Provided records:
....

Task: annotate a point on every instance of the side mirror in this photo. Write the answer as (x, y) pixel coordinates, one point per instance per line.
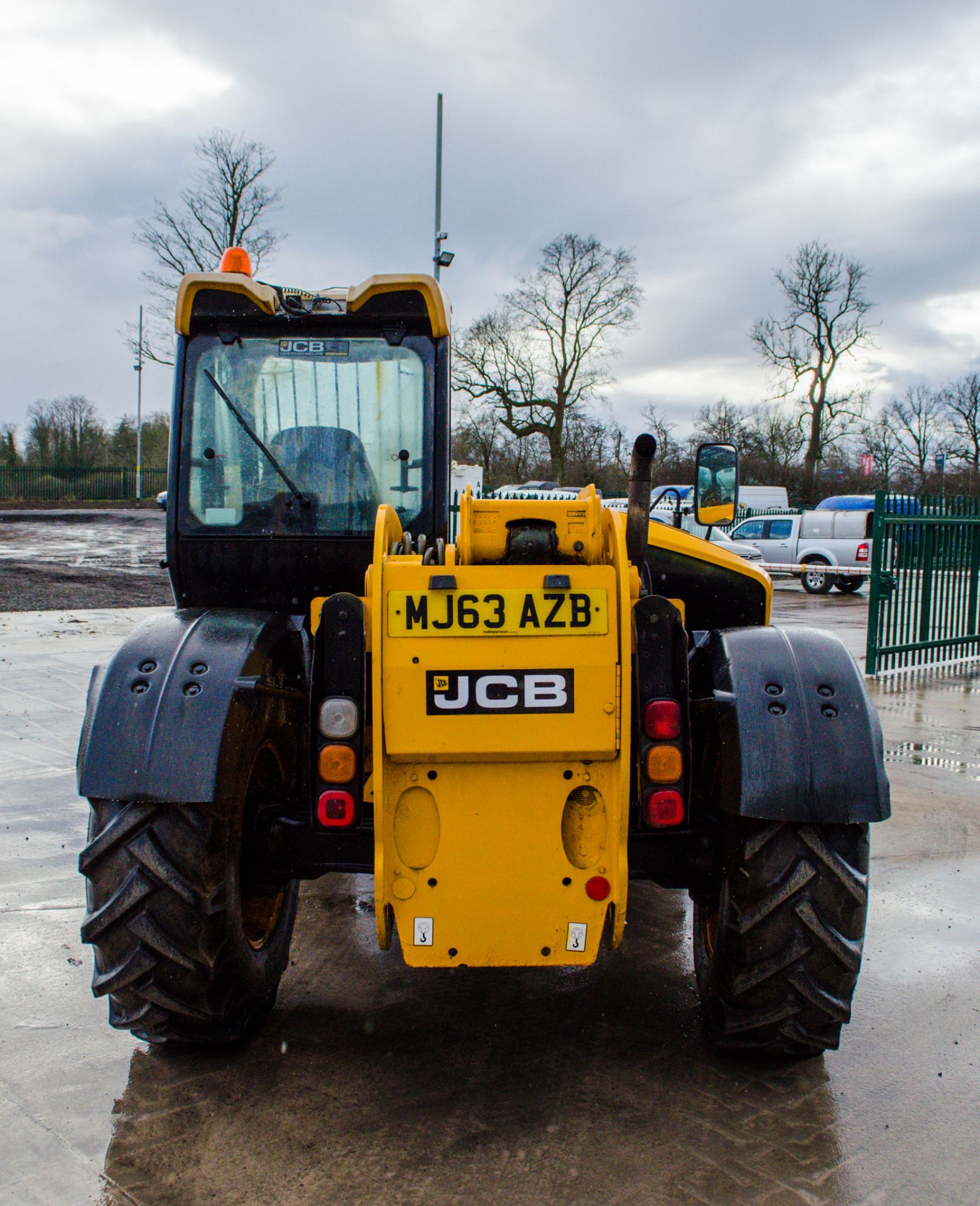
(716, 484)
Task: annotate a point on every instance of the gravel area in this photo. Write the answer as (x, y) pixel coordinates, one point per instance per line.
(74, 558)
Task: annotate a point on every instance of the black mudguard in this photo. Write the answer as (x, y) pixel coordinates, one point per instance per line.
(168, 714)
(791, 732)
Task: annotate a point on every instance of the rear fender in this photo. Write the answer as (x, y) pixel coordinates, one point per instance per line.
(788, 731)
(168, 717)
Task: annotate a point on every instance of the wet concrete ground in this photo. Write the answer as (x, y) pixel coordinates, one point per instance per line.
(374, 1085)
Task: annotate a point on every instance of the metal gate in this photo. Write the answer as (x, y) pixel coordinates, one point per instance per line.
(925, 571)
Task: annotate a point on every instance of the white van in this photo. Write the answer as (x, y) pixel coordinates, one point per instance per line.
(755, 498)
(817, 538)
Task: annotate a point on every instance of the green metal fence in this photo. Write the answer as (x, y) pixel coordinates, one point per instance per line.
(56, 484)
(922, 609)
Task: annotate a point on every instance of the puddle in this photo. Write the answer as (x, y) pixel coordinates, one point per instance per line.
(921, 754)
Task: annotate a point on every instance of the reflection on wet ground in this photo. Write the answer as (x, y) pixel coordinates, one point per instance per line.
(371, 1084)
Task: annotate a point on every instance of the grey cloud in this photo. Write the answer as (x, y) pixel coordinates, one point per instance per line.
(703, 136)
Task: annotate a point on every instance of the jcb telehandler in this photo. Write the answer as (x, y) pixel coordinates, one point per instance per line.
(505, 724)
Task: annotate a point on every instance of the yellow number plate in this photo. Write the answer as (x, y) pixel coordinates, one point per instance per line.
(505, 613)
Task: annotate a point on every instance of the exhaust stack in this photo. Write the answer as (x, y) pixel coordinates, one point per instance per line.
(638, 501)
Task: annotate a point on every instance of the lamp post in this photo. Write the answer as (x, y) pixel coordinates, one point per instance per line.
(139, 368)
(440, 258)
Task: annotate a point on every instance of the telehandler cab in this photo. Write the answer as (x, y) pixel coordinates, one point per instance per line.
(506, 726)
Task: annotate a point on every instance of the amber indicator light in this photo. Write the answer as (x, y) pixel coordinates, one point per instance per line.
(337, 764)
(663, 764)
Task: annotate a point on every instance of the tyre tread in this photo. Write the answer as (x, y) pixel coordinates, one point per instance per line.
(790, 941)
(158, 923)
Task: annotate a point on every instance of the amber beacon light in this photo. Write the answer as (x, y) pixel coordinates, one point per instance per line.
(236, 259)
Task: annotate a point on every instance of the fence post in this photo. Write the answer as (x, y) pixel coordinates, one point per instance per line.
(874, 590)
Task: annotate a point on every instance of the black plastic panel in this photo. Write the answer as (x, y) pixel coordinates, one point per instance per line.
(797, 737)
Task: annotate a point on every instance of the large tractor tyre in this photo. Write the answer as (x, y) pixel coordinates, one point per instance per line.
(778, 950)
(185, 948)
(815, 578)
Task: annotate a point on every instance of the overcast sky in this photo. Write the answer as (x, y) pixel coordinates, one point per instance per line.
(710, 138)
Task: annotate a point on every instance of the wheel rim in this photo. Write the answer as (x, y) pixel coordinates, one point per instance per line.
(259, 912)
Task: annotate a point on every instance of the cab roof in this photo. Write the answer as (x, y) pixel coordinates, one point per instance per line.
(398, 297)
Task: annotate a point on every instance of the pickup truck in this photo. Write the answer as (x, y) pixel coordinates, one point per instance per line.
(815, 538)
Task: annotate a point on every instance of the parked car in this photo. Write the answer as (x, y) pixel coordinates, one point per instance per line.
(756, 498)
(742, 549)
(815, 538)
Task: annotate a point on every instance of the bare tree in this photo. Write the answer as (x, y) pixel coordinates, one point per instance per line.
(662, 430)
(721, 422)
(962, 405)
(9, 454)
(880, 440)
(227, 204)
(67, 432)
(155, 445)
(477, 437)
(918, 420)
(825, 321)
(773, 437)
(545, 350)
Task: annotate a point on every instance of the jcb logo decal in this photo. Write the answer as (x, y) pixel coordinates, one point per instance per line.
(498, 693)
(312, 347)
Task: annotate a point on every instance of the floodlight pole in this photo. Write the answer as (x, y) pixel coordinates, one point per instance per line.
(139, 367)
(438, 245)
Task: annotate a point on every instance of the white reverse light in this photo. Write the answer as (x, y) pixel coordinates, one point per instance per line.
(338, 717)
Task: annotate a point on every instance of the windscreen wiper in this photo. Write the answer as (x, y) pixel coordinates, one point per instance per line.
(293, 489)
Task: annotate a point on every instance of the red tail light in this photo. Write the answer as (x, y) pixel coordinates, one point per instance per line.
(663, 808)
(662, 720)
(335, 808)
(598, 888)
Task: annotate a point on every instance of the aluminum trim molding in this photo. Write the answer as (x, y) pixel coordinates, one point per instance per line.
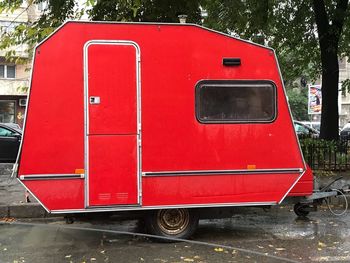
(86, 110)
(50, 176)
(127, 208)
(222, 172)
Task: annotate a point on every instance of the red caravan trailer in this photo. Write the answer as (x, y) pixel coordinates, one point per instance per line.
(158, 117)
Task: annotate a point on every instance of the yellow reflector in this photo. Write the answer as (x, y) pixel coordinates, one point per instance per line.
(79, 171)
(251, 166)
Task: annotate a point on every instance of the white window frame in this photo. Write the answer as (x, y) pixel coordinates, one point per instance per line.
(5, 71)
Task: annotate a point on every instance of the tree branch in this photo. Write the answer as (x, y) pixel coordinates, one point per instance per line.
(322, 21)
(338, 18)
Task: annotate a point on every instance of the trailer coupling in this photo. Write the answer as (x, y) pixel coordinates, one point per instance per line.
(308, 204)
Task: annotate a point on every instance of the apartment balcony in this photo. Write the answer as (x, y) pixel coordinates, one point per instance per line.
(13, 87)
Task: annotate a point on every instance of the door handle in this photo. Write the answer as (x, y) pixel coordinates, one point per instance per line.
(94, 100)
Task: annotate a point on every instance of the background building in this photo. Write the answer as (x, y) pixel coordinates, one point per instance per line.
(14, 78)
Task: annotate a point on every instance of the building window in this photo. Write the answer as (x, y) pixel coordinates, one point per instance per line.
(7, 111)
(233, 101)
(342, 63)
(8, 71)
(8, 26)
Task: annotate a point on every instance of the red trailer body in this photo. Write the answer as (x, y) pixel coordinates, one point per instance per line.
(132, 116)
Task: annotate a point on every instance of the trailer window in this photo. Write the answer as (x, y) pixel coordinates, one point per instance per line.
(235, 101)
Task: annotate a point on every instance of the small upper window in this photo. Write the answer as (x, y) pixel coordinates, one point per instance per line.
(221, 101)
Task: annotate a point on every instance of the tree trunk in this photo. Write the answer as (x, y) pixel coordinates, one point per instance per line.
(330, 79)
(329, 28)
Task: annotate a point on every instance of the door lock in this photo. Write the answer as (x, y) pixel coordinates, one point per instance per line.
(94, 100)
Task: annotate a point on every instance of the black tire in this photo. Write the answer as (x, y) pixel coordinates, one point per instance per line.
(299, 210)
(173, 223)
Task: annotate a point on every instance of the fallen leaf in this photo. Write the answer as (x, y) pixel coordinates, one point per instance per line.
(320, 244)
(280, 248)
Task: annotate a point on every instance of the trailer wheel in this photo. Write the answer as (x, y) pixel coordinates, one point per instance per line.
(176, 223)
(300, 209)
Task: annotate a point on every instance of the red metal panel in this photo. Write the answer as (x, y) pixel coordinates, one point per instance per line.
(220, 189)
(59, 194)
(112, 78)
(173, 140)
(112, 170)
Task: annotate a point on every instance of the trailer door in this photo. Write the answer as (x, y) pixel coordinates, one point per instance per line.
(112, 123)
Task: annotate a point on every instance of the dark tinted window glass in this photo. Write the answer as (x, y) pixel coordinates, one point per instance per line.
(236, 101)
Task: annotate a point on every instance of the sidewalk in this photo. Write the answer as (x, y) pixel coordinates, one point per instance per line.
(13, 200)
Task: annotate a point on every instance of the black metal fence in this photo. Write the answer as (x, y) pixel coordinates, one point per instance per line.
(325, 155)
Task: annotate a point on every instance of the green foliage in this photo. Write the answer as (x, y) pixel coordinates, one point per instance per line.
(298, 100)
(287, 26)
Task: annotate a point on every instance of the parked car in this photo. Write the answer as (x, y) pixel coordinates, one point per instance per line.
(304, 130)
(345, 132)
(313, 124)
(10, 139)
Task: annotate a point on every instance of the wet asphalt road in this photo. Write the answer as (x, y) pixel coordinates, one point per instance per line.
(255, 236)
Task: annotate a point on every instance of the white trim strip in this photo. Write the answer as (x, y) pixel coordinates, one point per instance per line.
(223, 172)
(50, 176)
(129, 208)
(86, 110)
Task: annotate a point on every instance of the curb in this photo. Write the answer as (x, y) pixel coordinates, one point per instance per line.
(23, 211)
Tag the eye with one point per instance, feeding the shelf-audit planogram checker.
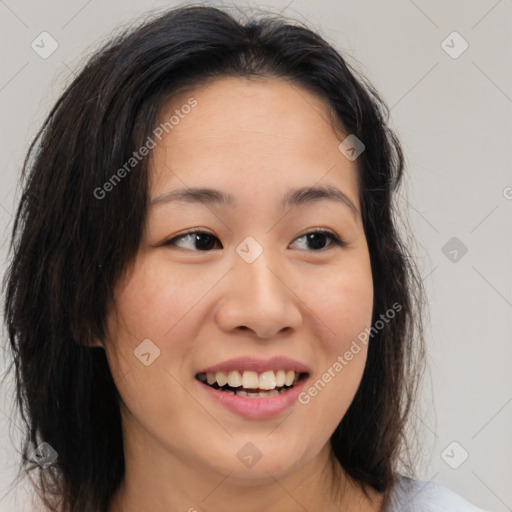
(200, 241)
(318, 237)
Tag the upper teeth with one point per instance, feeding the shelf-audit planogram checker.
(252, 380)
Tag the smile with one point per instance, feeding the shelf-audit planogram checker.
(251, 384)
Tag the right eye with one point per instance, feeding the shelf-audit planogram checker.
(199, 239)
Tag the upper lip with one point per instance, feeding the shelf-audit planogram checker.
(258, 365)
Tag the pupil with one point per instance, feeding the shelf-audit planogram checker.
(314, 237)
(204, 246)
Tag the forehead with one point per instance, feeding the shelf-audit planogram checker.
(250, 134)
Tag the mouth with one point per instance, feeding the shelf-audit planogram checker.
(251, 384)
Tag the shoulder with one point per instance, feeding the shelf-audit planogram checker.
(410, 495)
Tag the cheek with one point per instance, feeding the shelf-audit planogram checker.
(342, 302)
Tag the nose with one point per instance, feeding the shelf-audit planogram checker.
(259, 298)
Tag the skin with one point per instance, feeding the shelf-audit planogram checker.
(255, 140)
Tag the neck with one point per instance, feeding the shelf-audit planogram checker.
(157, 480)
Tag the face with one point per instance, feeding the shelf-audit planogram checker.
(252, 290)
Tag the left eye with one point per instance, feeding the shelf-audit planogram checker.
(205, 240)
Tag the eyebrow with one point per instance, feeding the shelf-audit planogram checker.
(292, 199)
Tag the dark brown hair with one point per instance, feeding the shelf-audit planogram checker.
(70, 248)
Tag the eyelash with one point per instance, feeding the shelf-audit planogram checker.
(336, 242)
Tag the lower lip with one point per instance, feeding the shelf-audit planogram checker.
(256, 408)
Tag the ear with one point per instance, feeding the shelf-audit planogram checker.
(94, 342)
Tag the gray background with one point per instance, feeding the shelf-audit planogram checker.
(453, 118)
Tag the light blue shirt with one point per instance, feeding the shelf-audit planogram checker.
(418, 496)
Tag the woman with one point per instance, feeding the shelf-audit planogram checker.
(182, 340)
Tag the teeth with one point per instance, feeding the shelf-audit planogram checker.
(222, 378)
(268, 380)
(234, 379)
(250, 380)
(290, 376)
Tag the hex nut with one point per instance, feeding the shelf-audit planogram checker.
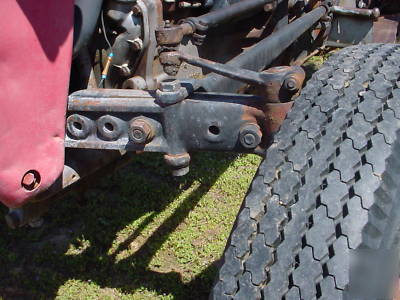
(79, 127)
(179, 163)
(250, 136)
(141, 131)
(170, 85)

....

Reproduce the entries word for word, from the line with "Tag the hex" up to and including the final line of the entries. Leave the pictures out of your answer.

Output of the exercise:
Tag the hex nut with one point per instance, feeding the shelf-audit planogram checker.
(79, 127)
(179, 163)
(250, 136)
(141, 131)
(170, 85)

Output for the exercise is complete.